WRITTEN INSTRUCTION: Verbatim output of all the material below is required.

===

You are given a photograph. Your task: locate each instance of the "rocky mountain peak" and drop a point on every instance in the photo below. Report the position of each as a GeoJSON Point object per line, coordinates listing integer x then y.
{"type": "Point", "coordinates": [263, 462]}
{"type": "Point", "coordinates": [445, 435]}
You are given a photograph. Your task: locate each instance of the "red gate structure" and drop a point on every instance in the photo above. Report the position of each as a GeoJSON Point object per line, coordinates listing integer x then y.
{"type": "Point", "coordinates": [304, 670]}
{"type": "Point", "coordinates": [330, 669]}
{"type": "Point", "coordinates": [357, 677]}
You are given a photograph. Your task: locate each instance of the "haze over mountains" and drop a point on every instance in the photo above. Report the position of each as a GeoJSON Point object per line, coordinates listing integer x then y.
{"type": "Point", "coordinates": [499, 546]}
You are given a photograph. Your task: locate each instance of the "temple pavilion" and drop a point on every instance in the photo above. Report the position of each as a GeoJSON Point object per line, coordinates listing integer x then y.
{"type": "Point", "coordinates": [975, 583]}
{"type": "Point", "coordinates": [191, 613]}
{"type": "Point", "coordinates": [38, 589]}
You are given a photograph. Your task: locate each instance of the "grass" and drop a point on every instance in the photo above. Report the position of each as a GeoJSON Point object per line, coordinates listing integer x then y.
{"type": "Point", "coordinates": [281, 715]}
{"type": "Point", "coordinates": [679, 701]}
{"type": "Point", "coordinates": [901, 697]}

===

OUTPUT:
You are given a photograph. Your task: locate each instance of the "rocky mountain peak" and drop a point on every instance in the photo below. Report the position of each as a GeoJSON Point object per line, coordinates listing integer x then y.
{"type": "Point", "coordinates": [263, 462]}
{"type": "Point", "coordinates": [445, 435]}
You are given a photograph. Your task: locate each instance of the "red gate structure" and drop a point on every instance in the photo above. Report the position of each as a GeoJSON Point object per line, coordinates listing integer x then y.
{"type": "Point", "coordinates": [304, 670]}
{"type": "Point", "coordinates": [330, 669]}
{"type": "Point", "coordinates": [357, 677]}
You are given a photograph. Your task: locate each instance of the "haze over mountains" and drop a point on every instance in the photo above. Report the position of each as a GeoJSON Point object per line, coordinates listing integer x then y.
{"type": "Point", "coordinates": [499, 546]}
You are given a photograph. Your task: locate each instance of the "temple pavilion" and drop a point on every instance in the photo above. Report the position of each as a GeoJSON Point object per line, coordinates listing integer x then y.
{"type": "Point", "coordinates": [975, 583]}
{"type": "Point", "coordinates": [191, 613]}
{"type": "Point", "coordinates": [38, 589]}
You are given a photograph. Your task: locate each instance of the "grass" and drop a point on every instance in the photo above. Report the position of each as a GeoJSON Point object per line, coordinates listing integer x then y.
{"type": "Point", "coordinates": [281, 715]}
{"type": "Point", "coordinates": [679, 701]}
{"type": "Point", "coordinates": [901, 697]}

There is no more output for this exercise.